* [TEXTE FOURNI]:

********************

Après la reconduite du général Suharto (âgé de soixante-treize ans et à la tête
de l'État depuis 1968), le 10 mars 1993, la succession présidentielle a continué
de dominer une vie politique stimulée par le maintien de l'"ouverture",
particulièrement sensible dans le domaine de la presse, mais dont les limites
restaient évidentes.
Le ministre de la Recherche, Bacharuddin Jusuf Habibie,
favori du président Suharto et "bête noire" de l'armée, a pris l'initiative d'un
rapprochement avec les "dissidents", généraux à la retraite et anciens
ministres, qui, en 1980, avaient signé la "pétition des cinquante" contre le
chef de l'État.
Le point d'orgue a été l'entrevue entre le général Nasution
(soixante-quinze ans), "père de l'armée" et Suharto le 24 juillet 1993.
Pris à
contre-pied, les dirigeants militaires ont sacrifié à la "démocratisation" en
rendant visite, le 13 juillet, à Nasution qui a enfin été autorisé à aller se
faire soigner - aux frais de l'armée - à l'étranger.
Si la démarche de soixante
écrivains, le 21 août 1993, auprès du ministre de la Culture en faveur de
Pramudya Ananta Toer dont les romans sont demeurés interdits, est restée vaine,
plusieurs personnalités musulmanes, emprisonnées en 1985 après une série
d'attentats, ont été libérées sous condition en août et septembre.
Le 17 août,
Suharto soulignait que la prospérité allégeant les impératifs de sécurité,
frictions et controverses devenaient inévitables; une commission nationale des
droits de l'homme était créée un mois plus tard.
Suharto, l'armée et la contestation
La compétition entre le président et l'armée a été marquée dans les principaux
partis.
Critiquant ouvertement la direction sortante (militaire) du Golkar,
l'organisation gouvernementale, lors de son cinquième congrès en octobre 1993,
Suharto a imposé comme nouveau président du parti son ministre de l'Information,
Harmoko, premier civil à ce poste.
"Habibie et Harmoko ne seront rien quand
Suharto ne sera plus là", a rapidement commenté un général.
Tutut et Bambang,
fille et fils du chef de l'État, se sont, quant à eux, vu octroyer des postes
importants au sein de la formation.
En revanche, Suharto a dû finir par accepter
que la fille de l'ancien président Sukarno (1945-1967), Megawati (quarante-six
ans), accède à la présidence du Parti démocratique indonésien (PDI) en décembre
1993.
Celle-ci devait son triomphe à la popularité de feu son père et au soutien
de l'armée...
La nomination du nouveau commandant des forces militaires, le 21 mai 1993, et la
restructuration de leurs services secrets en janvier 1994 ont marqué la volonté
du pouvoir de dissiper l'influence persistante de l'ancien homme fort de
l'armée, le général Murdani.
L'image et le rôle de cette institution ont été mis
en cause lors de deux "affaires".
Fin juillet, lors de l'attaque d'une secte
musulmane dissidente à Java-Ouest, huit personnes ont été tuées.

********************

* [DONNÉES EXTRAITES]:
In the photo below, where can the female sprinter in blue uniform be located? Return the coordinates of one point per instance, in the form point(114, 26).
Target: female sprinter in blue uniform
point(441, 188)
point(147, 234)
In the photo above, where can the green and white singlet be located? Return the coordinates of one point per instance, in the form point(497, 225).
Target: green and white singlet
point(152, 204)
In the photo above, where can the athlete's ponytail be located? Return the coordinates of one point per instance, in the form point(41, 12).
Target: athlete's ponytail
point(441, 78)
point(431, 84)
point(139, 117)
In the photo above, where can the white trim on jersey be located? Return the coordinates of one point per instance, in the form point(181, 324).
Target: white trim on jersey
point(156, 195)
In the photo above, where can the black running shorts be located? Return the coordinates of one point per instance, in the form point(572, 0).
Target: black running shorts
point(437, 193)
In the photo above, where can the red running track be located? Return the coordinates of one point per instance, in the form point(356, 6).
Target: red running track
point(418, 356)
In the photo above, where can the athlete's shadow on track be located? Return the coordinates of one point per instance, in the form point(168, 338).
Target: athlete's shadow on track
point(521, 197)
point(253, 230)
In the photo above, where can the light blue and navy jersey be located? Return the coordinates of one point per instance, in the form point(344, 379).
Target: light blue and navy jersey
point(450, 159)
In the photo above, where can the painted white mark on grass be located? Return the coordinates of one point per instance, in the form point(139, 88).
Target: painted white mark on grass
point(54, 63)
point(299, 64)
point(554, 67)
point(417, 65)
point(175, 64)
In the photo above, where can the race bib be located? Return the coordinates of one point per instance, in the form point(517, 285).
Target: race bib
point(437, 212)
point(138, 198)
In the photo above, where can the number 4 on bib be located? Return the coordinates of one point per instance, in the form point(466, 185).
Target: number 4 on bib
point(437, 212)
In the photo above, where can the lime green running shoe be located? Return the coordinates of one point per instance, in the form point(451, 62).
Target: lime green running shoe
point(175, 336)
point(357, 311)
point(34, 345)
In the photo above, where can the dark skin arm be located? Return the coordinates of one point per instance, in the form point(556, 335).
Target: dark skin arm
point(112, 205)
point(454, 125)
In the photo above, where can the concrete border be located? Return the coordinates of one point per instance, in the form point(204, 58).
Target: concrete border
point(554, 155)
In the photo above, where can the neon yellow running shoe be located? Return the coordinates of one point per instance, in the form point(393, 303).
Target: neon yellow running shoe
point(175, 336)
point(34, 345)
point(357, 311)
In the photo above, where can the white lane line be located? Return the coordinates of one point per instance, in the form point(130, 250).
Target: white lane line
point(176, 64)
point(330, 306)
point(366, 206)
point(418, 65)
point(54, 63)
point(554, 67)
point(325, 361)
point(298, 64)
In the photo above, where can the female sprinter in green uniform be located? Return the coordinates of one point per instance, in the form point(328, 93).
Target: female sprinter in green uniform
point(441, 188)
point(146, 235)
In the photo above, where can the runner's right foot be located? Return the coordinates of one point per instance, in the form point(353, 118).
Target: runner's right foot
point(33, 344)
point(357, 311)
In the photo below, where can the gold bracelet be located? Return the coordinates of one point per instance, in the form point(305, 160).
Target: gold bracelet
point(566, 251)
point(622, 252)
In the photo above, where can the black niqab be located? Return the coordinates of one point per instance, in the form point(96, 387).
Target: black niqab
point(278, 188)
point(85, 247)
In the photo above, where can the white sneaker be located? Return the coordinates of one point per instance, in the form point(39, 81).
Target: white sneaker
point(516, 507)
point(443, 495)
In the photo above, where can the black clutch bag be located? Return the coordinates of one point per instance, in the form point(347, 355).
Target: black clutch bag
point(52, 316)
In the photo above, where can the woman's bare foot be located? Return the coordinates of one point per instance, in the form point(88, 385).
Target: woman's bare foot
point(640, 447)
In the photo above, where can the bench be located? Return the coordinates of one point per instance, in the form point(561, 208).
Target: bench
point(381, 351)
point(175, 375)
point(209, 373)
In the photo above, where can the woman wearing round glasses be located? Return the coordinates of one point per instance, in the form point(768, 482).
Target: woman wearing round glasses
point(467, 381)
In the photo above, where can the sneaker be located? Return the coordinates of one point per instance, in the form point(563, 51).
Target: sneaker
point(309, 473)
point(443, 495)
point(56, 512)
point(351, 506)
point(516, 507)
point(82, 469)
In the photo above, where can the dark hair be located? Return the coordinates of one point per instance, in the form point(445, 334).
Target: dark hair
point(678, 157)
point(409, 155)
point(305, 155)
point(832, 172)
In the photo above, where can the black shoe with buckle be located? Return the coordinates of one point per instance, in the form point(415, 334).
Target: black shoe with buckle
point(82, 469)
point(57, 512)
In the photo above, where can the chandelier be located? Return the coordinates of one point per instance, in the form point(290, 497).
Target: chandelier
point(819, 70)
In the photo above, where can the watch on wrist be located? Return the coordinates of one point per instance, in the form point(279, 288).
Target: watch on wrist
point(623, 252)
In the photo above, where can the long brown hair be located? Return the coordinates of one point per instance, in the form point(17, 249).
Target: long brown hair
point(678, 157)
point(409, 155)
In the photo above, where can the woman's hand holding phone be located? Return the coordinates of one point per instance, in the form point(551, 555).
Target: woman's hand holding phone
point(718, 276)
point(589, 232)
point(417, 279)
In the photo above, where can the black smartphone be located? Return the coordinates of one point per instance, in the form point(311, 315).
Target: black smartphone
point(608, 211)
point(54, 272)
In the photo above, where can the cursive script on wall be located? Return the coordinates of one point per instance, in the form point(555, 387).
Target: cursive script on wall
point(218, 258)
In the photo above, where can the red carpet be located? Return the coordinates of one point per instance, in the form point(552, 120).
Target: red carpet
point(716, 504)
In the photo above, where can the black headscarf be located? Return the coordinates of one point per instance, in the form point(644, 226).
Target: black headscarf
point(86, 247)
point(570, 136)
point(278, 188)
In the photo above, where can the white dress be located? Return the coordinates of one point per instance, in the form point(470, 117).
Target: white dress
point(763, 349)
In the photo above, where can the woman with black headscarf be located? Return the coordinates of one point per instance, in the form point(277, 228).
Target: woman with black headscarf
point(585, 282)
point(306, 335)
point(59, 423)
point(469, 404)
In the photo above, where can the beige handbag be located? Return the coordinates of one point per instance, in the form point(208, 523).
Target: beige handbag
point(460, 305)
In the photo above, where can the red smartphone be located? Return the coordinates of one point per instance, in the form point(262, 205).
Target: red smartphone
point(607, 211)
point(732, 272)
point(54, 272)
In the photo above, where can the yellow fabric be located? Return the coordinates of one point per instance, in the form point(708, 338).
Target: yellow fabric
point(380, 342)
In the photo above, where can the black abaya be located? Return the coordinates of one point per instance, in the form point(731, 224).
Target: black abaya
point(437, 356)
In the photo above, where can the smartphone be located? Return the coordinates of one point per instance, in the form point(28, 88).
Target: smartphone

********************

* [CONSIGNES ÉCRITES]:
[a] D'après le texte sur la vie politique indonésienne, qui Suharto a-t-il imposé à la présidence du Golkar lors du congrès d'octobre 1993 ?
[b] Donnez, s'il vous plaît, la suite du texte sur la vie politique indonésienne après sa dernière phrase.

* [RÉPONSES]:
[a] Harmoko, son ministre de l'Information, premier civil à ce poste.

[b]
Deux mois plus
tard, l'armée a tiré sur des paysans de Madura qui manifestaient contre la
construction d'un barrage, tuant quatre d'entre eux.
La colère a grondé, des
sanctions ont été prises contre les officiers responsables, et des Musulmans ont
osé demander une enquête sur un autre massacre, celui de Tanjung Priok, perpétré
en 1984.
Retrouvant leur élan, les étudiants ont manifesté jusque devant le palais
présidentiel pour réclamer la suppression d'une loterie condamnée par l'islam
mais rapportant gros à une Fondation présidentielle aux comptes peu
transparents.
Très réticent, le gouvernement a fini par obtempérer le 25
novembre.
Les manifestations continuant, vingt et un étudiants ont été arrêtés
le 14 décembre 1993 pour "outrage au chef de l'État".
Suharto a condamné
durement ceux qui, "comme les communistes, exploitent la démocratie à leurs
propres fins".
Officiellement toujours à l'ordre du jour, la détente pâlissait
donc.
Un regain de criminalité au début de 1994, avec notamment le meurtre d'un
général dans la rue, a suscité une répression vigoureuse de la police et de
l'armée; plusieurs criminels ont été abattus.
Il y a eu officiellement 185 grèves en 1993 avec pour revendications
l'amélioration des salaires et des conditions de travail et la liberté
syndicale.
Saisi par deux organisations humanitaires, le gouvernement américain
a exercé des pressions pour que satisfaction soit obtenue, sous peine de priver
Jakarta d'avantages commerciaux liés au système des préférences généralisé et
rapportant 645 millions de dollars américains par an au pays.
Dans ce contexte,
l'assassinat, en mai 1993, d'une ouvrière de Java-Est, Marsinah, animatrice d'un
mouvement de grève, a suscité de vives réactions à travers tout le pays (presse,
étudiants, organisations non gouvernementales); quelques mois plus tard, il est
apparu que ses assassins avaient avoué sous la torture, peut-être pour couvrir
la responsabilité d'un militaire.
L'affaire a fait grand bruit.
N'était-ce pas
le test de sincérité de l'"ouverture" prônée par le régime?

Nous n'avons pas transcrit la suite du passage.